* **O que se pede**:
1 - Liste todos os nomes de pessoas citados no texto sobre Le Corbusier, sem contar a expressão “Era Vargas”.
2 - Transcreva do texto sobre Le Corbusier a passagem que começa em “O segundo trecho” e termina em “nas décadas seguintes.”.
3 - Segundo o texto sobre Le Corbusier, como ele concebia o problema da demanda habitacional europeia?

O trecho a seguir trata da inserção de Le Corbusier entre os primeiros modernos europeus. Nesse contexto, fica clara sua distância da questão social na arquitetura – tema caro aos modernistas alemães, especialmente Walter Gropius e Ernst May. No que tange a habitação de interesse social, Le Corbusier se distancia ainda mais do modernismo de matriz socialista, ao conceber o problema da demanda habitacional européia como um desafio técnico da produção em escala industrial – não como parte da lógica especulativa imobiliária dos lotes urbanos e da regulação dos preços de venda e de aluguel a partir de uma alta demanda por habitação.

O segundo trecho denota como a opção pela matriz arquitetônica corbusiana se relaciona diretamente com a aproximação de Lúcio Costa do Ministério de Gustavo Capanema, durante a Era Vargas. A partir dessa aliança, a arquitetura brasileiro, como propagada internacional, se tornaria sinônimo de “Escola Carioca” aos olhos do mundo nas décadas seguintes.

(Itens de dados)

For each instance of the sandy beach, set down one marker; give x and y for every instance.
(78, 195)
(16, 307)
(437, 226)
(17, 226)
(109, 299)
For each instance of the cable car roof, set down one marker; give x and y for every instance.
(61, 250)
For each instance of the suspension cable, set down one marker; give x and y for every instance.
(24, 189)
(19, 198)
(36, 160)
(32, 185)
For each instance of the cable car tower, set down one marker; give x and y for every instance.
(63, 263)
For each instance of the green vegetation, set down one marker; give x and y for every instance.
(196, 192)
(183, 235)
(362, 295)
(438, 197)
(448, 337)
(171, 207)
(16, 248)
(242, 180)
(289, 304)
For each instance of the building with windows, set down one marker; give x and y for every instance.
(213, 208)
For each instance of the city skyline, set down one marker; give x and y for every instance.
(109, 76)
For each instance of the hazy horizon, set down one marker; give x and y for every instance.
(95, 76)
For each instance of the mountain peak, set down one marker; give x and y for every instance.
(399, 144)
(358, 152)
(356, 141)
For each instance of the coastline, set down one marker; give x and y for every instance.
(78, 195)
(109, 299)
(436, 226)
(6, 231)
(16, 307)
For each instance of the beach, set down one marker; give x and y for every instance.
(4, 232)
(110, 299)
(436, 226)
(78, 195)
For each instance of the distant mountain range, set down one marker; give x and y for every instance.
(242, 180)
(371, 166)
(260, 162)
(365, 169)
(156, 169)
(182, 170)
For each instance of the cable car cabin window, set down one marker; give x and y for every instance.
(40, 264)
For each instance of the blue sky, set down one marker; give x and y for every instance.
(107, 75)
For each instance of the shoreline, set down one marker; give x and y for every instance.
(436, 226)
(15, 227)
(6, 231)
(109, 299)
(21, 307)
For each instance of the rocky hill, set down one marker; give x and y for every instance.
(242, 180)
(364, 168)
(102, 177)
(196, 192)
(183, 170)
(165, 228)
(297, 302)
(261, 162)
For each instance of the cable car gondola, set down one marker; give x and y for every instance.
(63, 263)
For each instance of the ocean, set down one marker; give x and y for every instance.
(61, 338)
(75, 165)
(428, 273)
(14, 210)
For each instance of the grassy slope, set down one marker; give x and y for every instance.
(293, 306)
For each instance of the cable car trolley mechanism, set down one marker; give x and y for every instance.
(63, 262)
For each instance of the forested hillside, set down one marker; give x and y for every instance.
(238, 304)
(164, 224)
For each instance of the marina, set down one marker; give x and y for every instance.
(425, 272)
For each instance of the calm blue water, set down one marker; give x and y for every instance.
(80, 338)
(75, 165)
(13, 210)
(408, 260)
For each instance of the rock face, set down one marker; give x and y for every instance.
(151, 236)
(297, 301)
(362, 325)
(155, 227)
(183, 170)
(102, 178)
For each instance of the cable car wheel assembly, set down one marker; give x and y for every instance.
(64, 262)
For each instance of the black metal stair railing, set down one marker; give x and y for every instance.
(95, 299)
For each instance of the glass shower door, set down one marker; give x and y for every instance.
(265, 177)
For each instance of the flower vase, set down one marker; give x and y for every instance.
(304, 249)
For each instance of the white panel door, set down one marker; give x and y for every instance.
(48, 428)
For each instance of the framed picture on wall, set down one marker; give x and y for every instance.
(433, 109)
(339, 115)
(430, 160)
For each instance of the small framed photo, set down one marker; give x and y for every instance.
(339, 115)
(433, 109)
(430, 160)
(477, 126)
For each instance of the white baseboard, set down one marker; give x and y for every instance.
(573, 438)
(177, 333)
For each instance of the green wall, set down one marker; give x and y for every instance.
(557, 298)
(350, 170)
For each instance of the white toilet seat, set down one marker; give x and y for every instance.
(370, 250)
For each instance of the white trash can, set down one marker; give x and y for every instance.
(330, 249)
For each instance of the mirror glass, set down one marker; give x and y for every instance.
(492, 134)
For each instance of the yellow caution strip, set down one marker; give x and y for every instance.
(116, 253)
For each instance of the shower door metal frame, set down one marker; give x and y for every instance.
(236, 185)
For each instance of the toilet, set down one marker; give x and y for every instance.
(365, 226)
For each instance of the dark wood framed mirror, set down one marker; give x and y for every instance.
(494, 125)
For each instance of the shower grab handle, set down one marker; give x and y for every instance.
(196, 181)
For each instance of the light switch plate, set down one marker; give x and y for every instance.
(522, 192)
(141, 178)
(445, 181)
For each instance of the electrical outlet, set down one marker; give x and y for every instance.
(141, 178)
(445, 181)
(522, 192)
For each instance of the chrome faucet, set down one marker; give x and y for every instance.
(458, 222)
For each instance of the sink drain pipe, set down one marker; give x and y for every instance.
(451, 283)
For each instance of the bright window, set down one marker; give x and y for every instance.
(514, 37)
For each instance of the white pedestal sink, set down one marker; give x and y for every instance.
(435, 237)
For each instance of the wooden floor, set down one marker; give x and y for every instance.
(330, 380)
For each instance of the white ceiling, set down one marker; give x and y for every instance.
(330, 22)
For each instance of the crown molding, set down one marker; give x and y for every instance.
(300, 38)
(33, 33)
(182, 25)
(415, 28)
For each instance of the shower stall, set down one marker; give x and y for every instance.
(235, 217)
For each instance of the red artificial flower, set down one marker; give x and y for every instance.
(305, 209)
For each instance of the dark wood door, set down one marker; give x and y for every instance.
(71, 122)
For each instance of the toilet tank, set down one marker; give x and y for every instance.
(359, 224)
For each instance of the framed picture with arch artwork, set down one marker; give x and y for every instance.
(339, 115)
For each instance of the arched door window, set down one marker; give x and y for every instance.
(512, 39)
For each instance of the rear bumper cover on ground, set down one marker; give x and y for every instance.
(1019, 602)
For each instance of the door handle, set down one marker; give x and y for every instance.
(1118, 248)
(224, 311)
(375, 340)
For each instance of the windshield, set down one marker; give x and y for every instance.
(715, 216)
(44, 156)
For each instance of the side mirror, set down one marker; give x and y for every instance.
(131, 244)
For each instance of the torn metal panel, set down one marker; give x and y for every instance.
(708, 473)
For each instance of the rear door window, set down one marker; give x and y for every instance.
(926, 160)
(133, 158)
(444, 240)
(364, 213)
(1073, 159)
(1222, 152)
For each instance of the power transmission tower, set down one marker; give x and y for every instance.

* **Respostas abaixo**:
1 - Le Corbusier, Walter Gropius, Ernst May, Lúcio Costa, Gustavo Capanema

2 -
O segundo trecho denota como a opção pela matriz arquitetônica corbusiana se relaciona diretamente com a aproximação de Lúcio Costa do Ministério de Gustavo Capanema, durante a Era Vargas. A partir dessa aliança, a arquitetura brasileiro, como propagada internacional, se tornaria sinônimo de “Escola Carioca” aos olhos do mundo nas décadas seguintes.

3 - Como um desafio técnico da produção em escala industrial.